===== Kutipan Dokumen =====

Namun, jika publikasi
karya ilmiah di jurnal dijadikan sebagai syarat kelulusan mahasiswa, saya kurang sependapat. Ini tak berbeda dengan
kebijakan ujian nasional. Ini juga bentuk kebijakan malas yang hanya
mementingkan jalan pintas untuk menghasilkan lulusan yang berkualitas. Ini
adalah model kebijakan yang hanya berorientasi pada produk akhir, tetapi tidak
mau bekerja keras membenahi proses dan sumber daya sejak dari hilir.
Celakanya, walaupun
kritik datang dari berbagai pihak, Nuh tetap kukuh. Seperti dikutip Kompas
(11/2/2012), Nuh mengatakan bahwa kebijakan publikasi ilmiah memang harus
dipaksakan. Jelas sekali bahwa kritik dan berbagai kendala di lapangan yang
sudah diungkapkan berbagai pihak tidak mampu sedikitpun menggoyahkan
keinginannya. Bahkan dia menegaskan bahwa publikasi ilmiah tetap harus
dijalankan (Kompas, 11/2/2012).

=====

- **Petunjuk Latihan**: Dalam kutipan tentang publikasi ilmiah sebagai syarat kelulusan, kebijakan itu disebut tidak berbeda dengan kebijakan apa?

===== Data Mentah =====

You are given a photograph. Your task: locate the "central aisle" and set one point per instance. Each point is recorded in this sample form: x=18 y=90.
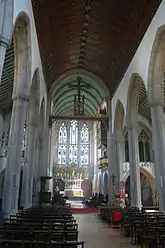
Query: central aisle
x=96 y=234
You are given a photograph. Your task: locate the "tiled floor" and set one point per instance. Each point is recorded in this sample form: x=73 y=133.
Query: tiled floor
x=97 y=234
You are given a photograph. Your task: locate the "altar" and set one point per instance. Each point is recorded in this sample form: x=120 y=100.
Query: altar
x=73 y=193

=====
===== Data Mentah =====

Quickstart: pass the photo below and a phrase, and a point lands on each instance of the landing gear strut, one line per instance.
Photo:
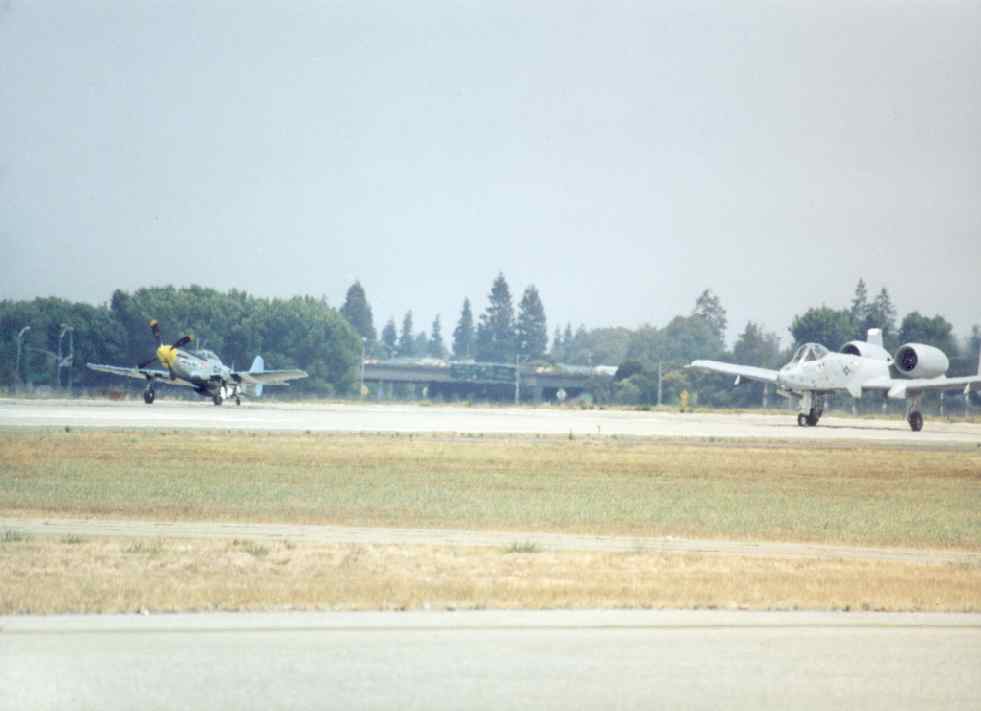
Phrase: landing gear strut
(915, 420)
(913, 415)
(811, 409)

=====
===== Data Mentah =====

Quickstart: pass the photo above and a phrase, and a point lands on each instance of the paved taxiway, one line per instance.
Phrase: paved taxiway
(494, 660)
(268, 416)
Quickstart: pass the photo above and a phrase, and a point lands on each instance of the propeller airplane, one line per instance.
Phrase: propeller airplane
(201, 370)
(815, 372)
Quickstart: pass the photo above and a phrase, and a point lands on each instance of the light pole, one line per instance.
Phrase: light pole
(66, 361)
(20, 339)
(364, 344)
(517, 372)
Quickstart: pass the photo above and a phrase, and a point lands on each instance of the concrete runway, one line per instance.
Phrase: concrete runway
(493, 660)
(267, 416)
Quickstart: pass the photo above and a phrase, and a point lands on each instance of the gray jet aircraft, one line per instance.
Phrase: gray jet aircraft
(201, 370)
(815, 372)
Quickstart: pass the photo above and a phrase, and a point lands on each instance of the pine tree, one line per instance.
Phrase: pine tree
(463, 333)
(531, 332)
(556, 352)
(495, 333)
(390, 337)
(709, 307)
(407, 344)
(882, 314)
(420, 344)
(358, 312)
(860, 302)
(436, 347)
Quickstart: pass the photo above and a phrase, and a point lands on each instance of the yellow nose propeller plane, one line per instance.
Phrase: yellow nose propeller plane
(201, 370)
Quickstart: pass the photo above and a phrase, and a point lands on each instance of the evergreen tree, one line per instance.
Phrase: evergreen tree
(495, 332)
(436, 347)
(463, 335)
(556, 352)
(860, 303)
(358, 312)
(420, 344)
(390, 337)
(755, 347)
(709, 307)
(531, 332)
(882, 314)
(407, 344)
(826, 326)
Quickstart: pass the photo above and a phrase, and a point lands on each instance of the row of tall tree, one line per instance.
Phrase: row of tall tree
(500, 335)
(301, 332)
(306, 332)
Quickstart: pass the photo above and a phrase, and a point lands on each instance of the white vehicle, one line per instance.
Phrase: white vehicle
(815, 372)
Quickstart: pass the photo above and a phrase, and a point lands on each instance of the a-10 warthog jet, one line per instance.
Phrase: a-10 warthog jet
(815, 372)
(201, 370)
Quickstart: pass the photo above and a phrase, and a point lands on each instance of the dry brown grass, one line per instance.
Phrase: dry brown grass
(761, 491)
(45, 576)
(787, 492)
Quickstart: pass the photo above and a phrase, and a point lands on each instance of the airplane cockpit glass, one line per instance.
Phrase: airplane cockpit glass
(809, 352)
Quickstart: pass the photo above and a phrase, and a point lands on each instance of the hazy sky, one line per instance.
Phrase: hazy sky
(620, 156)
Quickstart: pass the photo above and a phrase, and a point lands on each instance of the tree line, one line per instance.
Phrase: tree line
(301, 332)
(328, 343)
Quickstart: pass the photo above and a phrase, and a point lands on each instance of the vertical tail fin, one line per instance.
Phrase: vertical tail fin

=====

- **Jawaban Tugas**: Kebijakan ujian nasional.